*** Opening of Information supplied ***

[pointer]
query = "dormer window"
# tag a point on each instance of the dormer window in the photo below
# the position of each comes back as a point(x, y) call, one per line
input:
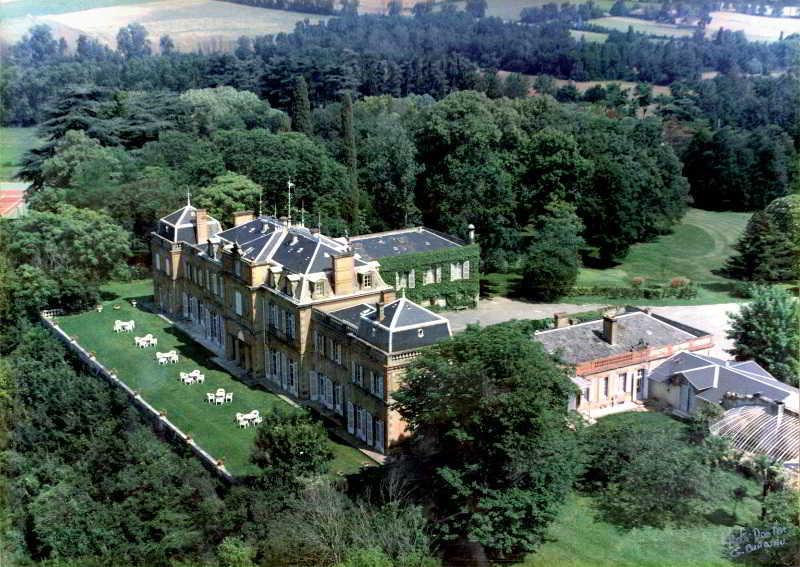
point(317, 289)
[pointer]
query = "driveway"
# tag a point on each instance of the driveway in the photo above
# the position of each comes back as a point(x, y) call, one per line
point(710, 318)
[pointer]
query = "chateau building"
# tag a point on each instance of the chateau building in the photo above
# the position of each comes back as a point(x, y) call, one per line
point(307, 315)
point(614, 356)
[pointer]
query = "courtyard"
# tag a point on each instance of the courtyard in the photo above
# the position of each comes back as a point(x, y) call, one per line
point(213, 427)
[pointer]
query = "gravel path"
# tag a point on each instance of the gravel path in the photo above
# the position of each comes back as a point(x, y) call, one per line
point(711, 318)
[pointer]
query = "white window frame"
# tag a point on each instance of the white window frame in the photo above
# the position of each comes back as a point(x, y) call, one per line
point(238, 303)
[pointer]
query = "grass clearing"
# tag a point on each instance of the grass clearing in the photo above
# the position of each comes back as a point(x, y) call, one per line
point(212, 427)
point(698, 246)
point(756, 28)
point(643, 26)
point(593, 37)
point(14, 142)
point(22, 8)
point(209, 25)
point(580, 538)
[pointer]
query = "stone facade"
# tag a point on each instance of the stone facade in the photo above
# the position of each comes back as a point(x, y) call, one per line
point(301, 312)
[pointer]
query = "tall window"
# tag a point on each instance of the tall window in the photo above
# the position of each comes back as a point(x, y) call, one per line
point(290, 330)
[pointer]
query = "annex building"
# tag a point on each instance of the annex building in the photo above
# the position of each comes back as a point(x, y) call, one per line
point(314, 317)
point(614, 355)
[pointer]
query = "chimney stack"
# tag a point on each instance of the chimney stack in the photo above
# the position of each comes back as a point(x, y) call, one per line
point(610, 329)
point(242, 217)
point(201, 225)
point(343, 273)
point(560, 320)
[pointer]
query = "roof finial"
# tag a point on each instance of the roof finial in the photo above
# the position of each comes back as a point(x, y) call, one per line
point(289, 186)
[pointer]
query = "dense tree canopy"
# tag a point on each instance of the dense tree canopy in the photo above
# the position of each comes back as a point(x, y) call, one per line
point(769, 249)
point(494, 448)
point(767, 330)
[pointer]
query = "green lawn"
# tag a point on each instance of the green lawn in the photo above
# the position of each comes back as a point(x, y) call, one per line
point(643, 26)
point(579, 538)
point(21, 8)
point(699, 245)
point(13, 143)
point(212, 427)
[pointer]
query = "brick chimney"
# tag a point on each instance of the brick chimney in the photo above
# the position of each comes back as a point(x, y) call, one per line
point(343, 273)
point(242, 217)
point(610, 329)
point(201, 225)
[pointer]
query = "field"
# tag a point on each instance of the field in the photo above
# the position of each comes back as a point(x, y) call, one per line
point(21, 8)
point(698, 245)
point(193, 24)
point(642, 26)
point(211, 426)
point(756, 28)
point(578, 538)
point(594, 37)
point(14, 142)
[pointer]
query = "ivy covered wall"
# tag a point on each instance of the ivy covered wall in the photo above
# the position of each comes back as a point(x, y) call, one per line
point(459, 293)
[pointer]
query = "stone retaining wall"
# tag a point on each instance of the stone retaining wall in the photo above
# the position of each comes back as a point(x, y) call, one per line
point(159, 421)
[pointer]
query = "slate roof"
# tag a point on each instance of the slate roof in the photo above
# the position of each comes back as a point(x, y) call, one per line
point(713, 378)
point(295, 248)
point(636, 329)
point(405, 325)
point(181, 226)
point(397, 242)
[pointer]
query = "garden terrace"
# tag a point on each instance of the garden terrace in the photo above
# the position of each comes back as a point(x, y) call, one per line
point(212, 427)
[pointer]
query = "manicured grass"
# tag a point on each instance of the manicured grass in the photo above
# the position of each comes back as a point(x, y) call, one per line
point(643, 26)
point(697, 247)
point(14, 142)
point(212, 427)
point(21, 8)
point(579, 538)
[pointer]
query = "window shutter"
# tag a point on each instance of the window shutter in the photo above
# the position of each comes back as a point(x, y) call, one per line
point(379, 434)
point(350, 417)
point(370, 432)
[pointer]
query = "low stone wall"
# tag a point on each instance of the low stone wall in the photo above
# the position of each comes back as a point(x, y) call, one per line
point(159, 421)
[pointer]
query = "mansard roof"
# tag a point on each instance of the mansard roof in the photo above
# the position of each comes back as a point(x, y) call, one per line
point(404, 326)
point(404, 241)
point(713, 378)
point(181, 226)
point(584, 342)
point(295, 248)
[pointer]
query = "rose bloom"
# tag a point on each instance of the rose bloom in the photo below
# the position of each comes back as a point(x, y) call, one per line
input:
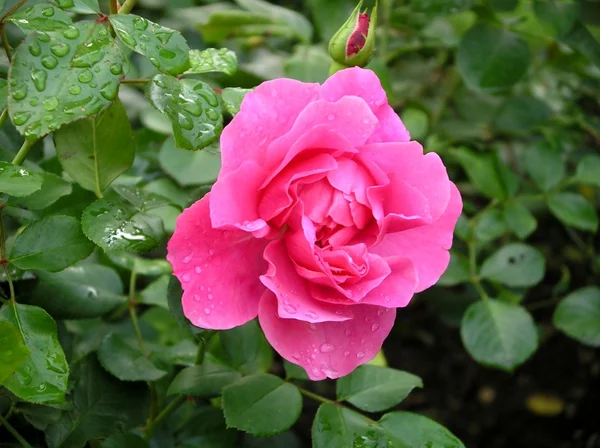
point(325, 218)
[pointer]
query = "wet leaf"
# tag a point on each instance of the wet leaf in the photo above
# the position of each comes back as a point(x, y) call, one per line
point(166, 49)
point(62, 76)
point(42, 378)
point(192, 107)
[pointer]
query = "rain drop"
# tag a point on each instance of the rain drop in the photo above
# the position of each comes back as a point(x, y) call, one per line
point(327, 348)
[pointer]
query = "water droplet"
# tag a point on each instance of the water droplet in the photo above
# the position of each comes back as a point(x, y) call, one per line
point(71, 33)
point(327, 348)
point(49, 62)
point(20, 118)
point(19, 92)
point(60, 49)
point(50, 103)
point(34, 48)
point(140, 23)
point(116, 69)
point(85, 76)
point(212, 114)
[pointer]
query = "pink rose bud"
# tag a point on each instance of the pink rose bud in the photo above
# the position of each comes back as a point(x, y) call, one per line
point(325, 220)
point(354, 43)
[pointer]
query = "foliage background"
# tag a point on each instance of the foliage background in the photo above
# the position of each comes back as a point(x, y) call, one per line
point(506, 91)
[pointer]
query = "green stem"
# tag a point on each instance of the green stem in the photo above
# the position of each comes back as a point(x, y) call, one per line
point(132, 311)
point(127, 6)
point(3, 117)
point(14, 432)
point(12, 10)
point(22, 154)
point(5, 43)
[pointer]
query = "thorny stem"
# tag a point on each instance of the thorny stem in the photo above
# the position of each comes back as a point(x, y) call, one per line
point(202, 346)
point(14, 432)
point(22, 154)
point(127, 6)
point(5, 43)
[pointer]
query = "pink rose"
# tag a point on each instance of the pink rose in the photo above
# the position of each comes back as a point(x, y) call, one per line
point(325, 218)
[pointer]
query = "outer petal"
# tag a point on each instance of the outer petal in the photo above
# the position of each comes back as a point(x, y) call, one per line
point(365, 84)
point(327, 349)
point(235, 199)
point(218, 269)
point(427, 246)
point(266, 113)
point(426, 173)
point(293, 297)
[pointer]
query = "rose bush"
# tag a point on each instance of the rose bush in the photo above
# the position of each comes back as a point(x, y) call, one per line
point(325, 218)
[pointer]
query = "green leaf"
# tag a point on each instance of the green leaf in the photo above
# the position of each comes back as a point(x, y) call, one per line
point(166, 49)
point(42, 378)
point(189, 168)
point(62, 76)
point(213, 60)
point(80, 6)
point(516, 264)
point(578, 315)
point(53, 188)
point(78, 292)
point(261, 404)
point(588, 170)
point(492, 59)
point(498, 334)
point(17, 181)
point(338, 427)
point(13, 351)
point(41, 17)
point(483, 172)
point(418, 431)
point(96, 150)
point(119, 221)
point(375, 389)
point(125, 362)
point(295, 21)
point(52, 244)
point(521, 114)
point(128, 440)
point(192, 107)
point(100, 404)
point(206, 380)
point(246, 348)
point(545, 165)
point(574, 210)
point(458, 271)
point(489, 225)
point(519, 219)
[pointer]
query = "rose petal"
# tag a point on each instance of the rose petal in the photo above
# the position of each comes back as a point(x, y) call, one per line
point(218, 269)
point(292, 292)
point(427, 246)
point(266, 113)
point(426, 173)
point(365, 84)
point(234, 198)
point(327, 349)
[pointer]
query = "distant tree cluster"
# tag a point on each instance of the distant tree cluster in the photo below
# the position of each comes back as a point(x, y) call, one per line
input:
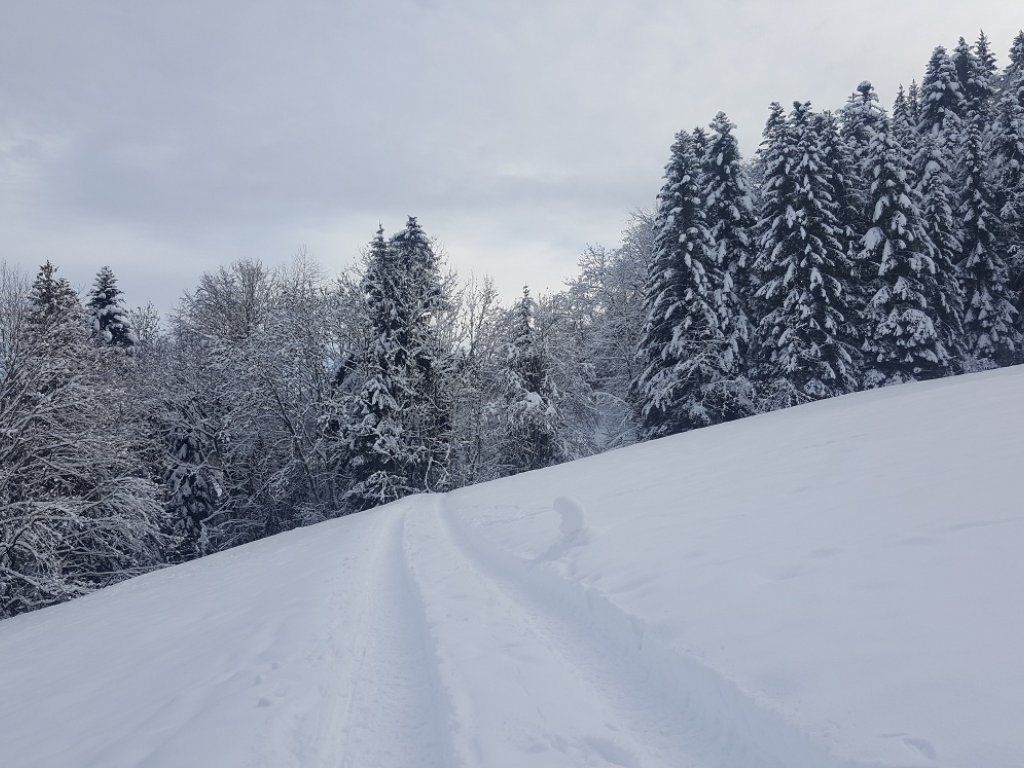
point(873, 249)
point(856, 250)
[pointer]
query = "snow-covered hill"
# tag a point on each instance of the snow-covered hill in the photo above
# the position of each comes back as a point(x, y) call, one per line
point(835, 585)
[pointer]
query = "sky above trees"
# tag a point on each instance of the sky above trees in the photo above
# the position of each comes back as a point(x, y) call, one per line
point(165, 138)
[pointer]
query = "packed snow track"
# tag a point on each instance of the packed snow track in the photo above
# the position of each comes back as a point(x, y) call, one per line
point(836, 586)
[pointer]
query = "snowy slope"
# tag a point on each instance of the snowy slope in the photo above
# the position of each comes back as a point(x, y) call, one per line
point(835, 585)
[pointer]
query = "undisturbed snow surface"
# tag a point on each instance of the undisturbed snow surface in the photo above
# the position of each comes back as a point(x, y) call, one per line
point(835, 585)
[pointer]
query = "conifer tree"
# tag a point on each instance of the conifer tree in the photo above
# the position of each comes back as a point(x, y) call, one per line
point(849, 205)
point(110, 318)
point(381, 459)
point(730, 221)
point(973, 82)
point(1008, 175)
point(904, 123)
point(942, 100)
point(190, 480)
point(860, 119)
point(938, 202)
point(682, 349)
point(989, 315)
point(1015, 69)
point(906, 342)
point(423, 304)
point(983, 88)
point(528, 408)
point(805, 340)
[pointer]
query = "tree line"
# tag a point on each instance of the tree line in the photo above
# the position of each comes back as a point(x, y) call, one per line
point(855, 250)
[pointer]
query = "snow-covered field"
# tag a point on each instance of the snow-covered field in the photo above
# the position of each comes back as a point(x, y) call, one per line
point(835, 585)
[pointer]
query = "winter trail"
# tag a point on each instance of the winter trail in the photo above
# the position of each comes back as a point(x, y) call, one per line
point(498, 619)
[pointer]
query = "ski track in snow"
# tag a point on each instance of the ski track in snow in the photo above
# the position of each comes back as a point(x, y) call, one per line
point(639, 609)
point(634, 704)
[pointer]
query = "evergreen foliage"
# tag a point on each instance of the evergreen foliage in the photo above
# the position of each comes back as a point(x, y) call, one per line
point(111, 325)
point(907, 340)
point(988, 322)
point(528, 404)
point(806, 338)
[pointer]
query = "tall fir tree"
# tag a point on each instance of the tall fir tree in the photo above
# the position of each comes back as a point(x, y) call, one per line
point(989, 315)
point(806, 339)
point(683, 351)
point(907, 341)
point(1007, 141)
point(528, 407)
point(730, 221)
point(111, 325)
point(381, 459)
point(1015, 68)
point(424, 304)
point(973, 82)
point(860, 119)
point(904, 123)
point(943, 102)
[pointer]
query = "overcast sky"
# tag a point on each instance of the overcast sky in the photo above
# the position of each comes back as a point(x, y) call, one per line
point(164, 137)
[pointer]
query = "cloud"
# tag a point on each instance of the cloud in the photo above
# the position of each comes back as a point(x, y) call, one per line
point(199, 132)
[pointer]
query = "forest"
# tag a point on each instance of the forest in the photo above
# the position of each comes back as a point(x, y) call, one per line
point(855, 249)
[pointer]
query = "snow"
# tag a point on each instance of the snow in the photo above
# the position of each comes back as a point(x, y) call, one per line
point(836, 585)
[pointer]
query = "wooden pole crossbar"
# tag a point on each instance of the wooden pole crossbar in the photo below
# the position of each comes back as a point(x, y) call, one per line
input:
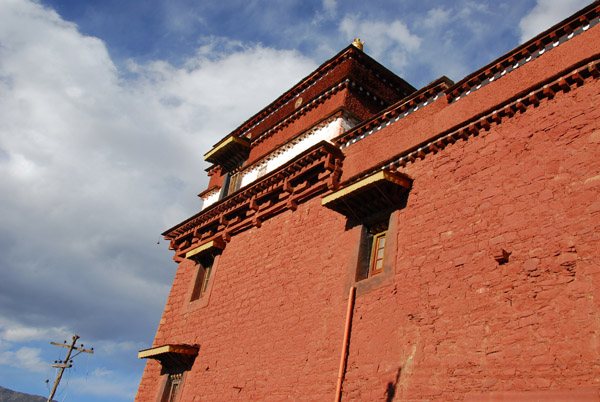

*** Close of Information supplied ***

▶ **To do**
What is needed is an exact copy of the lines above, from the one containing "# tag a point on each instance of the snow-covered hill" through the one containing "# tag a point on each instance of the ski", with nothing added.

▶ **Answer box**
# tag a point on each instance of the snow-covered hill in the photo above
# the position of each comes back as a point(x, y) call, one per line
point(835, 585)
[pointer]
query = "sky above trees"
# tag a point on each instance of the sky above trees in the photo above
# the position of each comes back as a point(x, y) call, one per line
point(165, 138)
[pointer]
query = "packed snow track"
# tag a point on each instance of the packed snow track in the photo above
# the position of each comes back as a point(x, y) call, one per line
point(836, 586)
[pointer]
query = "snowy slope"
# tag a point on each instance of the snowy slope in the photo above
# the position of each comes back as a point(x, y) call, one per line
point(835, 585)
[pointer]
query = "undisturbed snow surface"
# tag a point on each instance of the undisturbed snow surface in the photo above
# the position of each comes back as a point(x, y) call, one per line
point(835, 585)
[pointer]
query = "conifer tree"
# tag a point on each instance of the conifer tree in the photo above
# the position of each comes back as a point(x, y) call, one per line
point(849, 205)
point(110, 318)
point(381, 459)
point(730, 221)
point(973, 82)
point(1008, 175)
point(904, 123)
point(942, 100)
point(190, 480)
point(860, 119)
point(938, 202)
point(682, 349)
point(989, 315)
point(1015, 69)
point(906, 342)
point(423, 304)
point(983, 88)
point(528, 408)
point(805, 340)
[pointer]
query = "tree line"
# tag a point on each instance of the tree line in the photo above
# the position of each comes back as a point(x, y) call, one per line
point(855, 250)
[pointer]
query = "snow-covered field"
# tag a point on each instance of the snow-covered field in the photo above
# the position of each comes back as a point(x, y) call, one per line
point(835, 585)
[pointer]
query = "winter trail"
# tag a point on each instance of the winter trail in the photo above
# the position of each comes back as a point(x, y) call, one per line
point(498, 619)
[pointer]
query = "ski track in snow"
# tag a point on each instance of the ski track in snow in the photo above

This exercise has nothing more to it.